» AVAILABLE DATA:
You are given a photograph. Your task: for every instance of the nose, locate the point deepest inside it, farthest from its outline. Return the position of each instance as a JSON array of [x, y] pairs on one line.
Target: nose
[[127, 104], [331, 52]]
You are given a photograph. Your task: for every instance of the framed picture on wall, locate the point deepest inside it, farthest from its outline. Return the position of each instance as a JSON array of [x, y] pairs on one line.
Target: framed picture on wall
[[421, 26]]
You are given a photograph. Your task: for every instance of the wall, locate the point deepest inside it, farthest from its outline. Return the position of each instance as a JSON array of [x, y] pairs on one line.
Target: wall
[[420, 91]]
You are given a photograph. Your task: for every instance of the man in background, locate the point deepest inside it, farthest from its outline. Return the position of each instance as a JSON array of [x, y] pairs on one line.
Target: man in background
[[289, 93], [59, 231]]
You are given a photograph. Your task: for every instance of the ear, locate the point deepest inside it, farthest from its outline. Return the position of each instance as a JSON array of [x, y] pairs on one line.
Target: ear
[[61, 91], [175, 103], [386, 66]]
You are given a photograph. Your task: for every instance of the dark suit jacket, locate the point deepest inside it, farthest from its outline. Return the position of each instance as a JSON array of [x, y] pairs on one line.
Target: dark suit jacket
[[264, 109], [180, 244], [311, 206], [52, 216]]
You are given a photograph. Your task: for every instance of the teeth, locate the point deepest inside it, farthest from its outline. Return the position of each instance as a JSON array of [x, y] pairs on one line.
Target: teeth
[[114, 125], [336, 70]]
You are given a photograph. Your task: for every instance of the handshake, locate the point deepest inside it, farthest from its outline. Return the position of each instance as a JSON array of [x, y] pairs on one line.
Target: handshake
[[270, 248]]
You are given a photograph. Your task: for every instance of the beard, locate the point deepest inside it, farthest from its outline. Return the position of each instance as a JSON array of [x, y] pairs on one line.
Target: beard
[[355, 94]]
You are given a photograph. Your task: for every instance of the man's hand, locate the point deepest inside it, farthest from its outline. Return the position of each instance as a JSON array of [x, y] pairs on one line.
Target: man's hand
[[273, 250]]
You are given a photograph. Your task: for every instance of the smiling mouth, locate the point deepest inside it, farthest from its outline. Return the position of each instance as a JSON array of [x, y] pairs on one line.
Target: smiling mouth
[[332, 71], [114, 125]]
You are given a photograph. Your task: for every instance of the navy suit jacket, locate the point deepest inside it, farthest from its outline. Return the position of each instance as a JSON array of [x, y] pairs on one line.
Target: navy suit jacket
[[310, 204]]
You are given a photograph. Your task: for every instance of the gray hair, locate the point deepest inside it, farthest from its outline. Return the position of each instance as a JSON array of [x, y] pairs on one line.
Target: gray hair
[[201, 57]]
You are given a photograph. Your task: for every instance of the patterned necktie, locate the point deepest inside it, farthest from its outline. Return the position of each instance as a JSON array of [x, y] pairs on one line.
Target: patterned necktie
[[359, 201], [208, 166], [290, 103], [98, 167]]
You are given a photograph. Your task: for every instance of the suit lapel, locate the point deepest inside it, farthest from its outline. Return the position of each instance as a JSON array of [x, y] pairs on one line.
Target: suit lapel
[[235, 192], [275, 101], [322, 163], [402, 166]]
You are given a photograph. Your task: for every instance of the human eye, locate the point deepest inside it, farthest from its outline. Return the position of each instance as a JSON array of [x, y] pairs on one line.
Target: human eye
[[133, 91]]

» WHAT TO PRODUCE: Lay out the entries above as a Markdown table with the columns Row and Line, starting with the first line and going on through the line with "[[420, 91]]". Number the rows and leave out blank lines.

» PROBLEM SOLUTION:
| Row | Line |
|---|---|
| 1 | You are given a photograph. Your task: for every instance of the nose, locate the point deepest inside it, farthest from its outline. Return the position of each instance as a JSON array of [x, y] pairs on one line. |
| 2 | Target: nose |
| 3 | [[127, 104], [331, 52]] |
| 4 | You are given a photograph. Your task: for every instance of the framed picture on wall, locate the point deepest inside it, farthest from its outline. Return the position of each instance as a JSON array of [x, y] pairs on one line. |
| 5 | Target: framed picture on wall |
| 6 | [[421, 26]] |
| 7 | You are given a photograph. Your task: for every instance of the wall, locate the point deepest inside it, farthest from its outline. Return the position of each instance as a JSON array of [x, y] pairs on one line. |
| 8 | Target: wall |
| 9 | [[420, 91]] |